* _PROVIDED TEXT_:
___
The city wanted to expand the NBG as well but land purchases and exchanges sometimes created legal disputes. In 1846, the city purchased about 40 acres of the Randall estate on the easterly border of the NBG. However the heirs of the Randall Estate sued the city regarding the terms of the agreement and use of the property. Only in 1876 did the city settle the dispute with the stipulations that burials were prohibited on the Randall property and the land be used instead as a public park.

Also during the 19th century, organizations such as the Monthly Meeting of Friends (1854), the Providence Police Association (1880), the Providence Association of Firemen for Mutual Assistance (1888), and the Society for the Home for Aged Colored Women (1892) purchased sections of the NBG for their fraternities. This trend demonstrated society’s changing ideas about communal relationships and civic responsibility to provide for the needy.

During the mid-nineteenth century, ideas about death and one's final resting place evolved to emphasize beauty and tranquility. The popular rural cemetery movement encouraged society to use burial grounds as public parks and garden landscapes. Yet in these years the NBG remained disorganized and in need of substantial renovation. In 1875, the commission reported that due to insufficient funding, over 300 bodies remained in the receiving tomb. The same year, because available plots in Potter’s Field (for paupers) were rapidly decreased, the NBG commission advised the city to obtain more land on the western border. Although many acres at the NBG were still available, the commission recommended that ‘valuable land’ should not be used to bury the poor. In response to these financial and administrative challenges, the city council assumed total control of revenue accounts for NBG in 1892.

During these years, city officials also worked to improve the NBG’s standing in the community. It received much needed improvements, including a marble staircase, an office, and an enlarged greenhouse. In 1883, the city conducted an elaborate dedication ceremony for the unveiling of the monument to Canonicus, the Narragansett sachem who fought English colonists during King Phillip's War, attended by an estimated one thousand people. The NBG commissioners expressed a renewed pride in making the cemetery an aesthetically revered public space. In 1902, the commission received $30,000 for a new and enlarged receiving tomb. After inspecting other receiving tombs in the Northeast and collecting several architectural design plans, they selected a Beaux-Arts design. By 1907, the NBG employed 33 full time workers and had conducted over 31,000 burials since 1848.
___
* _DATASET CONTENT_:
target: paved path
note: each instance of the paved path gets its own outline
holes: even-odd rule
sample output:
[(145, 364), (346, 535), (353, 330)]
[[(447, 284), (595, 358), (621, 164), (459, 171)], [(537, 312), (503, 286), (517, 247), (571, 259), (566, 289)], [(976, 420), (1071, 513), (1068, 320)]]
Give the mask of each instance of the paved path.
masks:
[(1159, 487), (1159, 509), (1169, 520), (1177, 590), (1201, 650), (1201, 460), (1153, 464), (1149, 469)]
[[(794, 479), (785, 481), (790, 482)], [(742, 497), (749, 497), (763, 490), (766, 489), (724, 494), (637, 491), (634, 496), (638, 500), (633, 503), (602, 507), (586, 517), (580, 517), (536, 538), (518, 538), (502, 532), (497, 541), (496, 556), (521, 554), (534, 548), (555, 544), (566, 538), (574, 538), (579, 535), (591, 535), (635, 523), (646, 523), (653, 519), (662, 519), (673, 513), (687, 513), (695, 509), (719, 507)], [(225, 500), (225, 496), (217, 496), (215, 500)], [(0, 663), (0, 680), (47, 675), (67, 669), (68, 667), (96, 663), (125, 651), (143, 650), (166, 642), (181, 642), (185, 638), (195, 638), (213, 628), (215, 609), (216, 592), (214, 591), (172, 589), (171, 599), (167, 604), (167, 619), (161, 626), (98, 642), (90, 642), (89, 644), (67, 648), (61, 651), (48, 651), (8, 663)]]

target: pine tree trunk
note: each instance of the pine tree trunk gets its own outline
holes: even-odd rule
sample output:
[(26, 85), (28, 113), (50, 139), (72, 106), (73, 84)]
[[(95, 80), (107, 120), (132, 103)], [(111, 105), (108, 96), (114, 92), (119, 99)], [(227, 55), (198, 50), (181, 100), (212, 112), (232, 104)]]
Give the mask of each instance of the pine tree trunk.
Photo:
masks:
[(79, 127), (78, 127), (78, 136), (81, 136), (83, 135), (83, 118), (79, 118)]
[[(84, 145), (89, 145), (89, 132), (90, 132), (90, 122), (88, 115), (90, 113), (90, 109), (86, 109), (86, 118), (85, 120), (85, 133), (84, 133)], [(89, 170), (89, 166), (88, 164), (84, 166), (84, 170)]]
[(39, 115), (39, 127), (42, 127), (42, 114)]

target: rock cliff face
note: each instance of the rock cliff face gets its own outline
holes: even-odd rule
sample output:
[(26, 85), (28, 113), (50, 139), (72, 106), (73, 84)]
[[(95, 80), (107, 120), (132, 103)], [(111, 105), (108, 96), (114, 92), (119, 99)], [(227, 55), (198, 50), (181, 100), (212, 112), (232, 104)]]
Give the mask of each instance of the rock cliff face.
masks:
___
* _PROBLEM REQUIREMENTS_: Continue the passage on the NBG cemetery's history from the point where it stops.

* _REPLY_:
In the twentieth century, the NBG continued to have its ups and downs. Attention to the NBG continued during the Great Depression when the New Deal's Works Progress Administration funded additional workers to help care for the grounds and make improvements. However by the 1940s, the city reduced the NBG budget, cutting labor and maintenance. Over the next several decades, the condition of the ground declined and damage by vandals increased. In the 1960s, the construction of Interstate 95 required the relocation of several graves in the northwest corner of the NGB. In the 1980s, the city moved the Canonicus monument to Hoyle Square and soon after it sustained damage from a traffic accident. The city removed the damaged monument and since that time its location is unknown. The most recent major improvement to the NBG occurred in 1999 when the Rhode Island Armenian community expanded the impressive Armenian Martyrs Memorial at the NBG entrance.

Today, the NBG continues to serve the present and the past. It remains an active cemetery conducting an average of 200 burials per year. For the surrounding community, the NBG provides a spacious public space where many people enjoy the grounds and browse tombstone inscriptions. At the same time, the NBG represents an important historical landmark that provides a wellspring of educational resources. History, art, and genealogy enthusiasts study, photograph, and preserve the cemetery’s attributes and educators use the cemetery to teach students about Rhode Island’s history.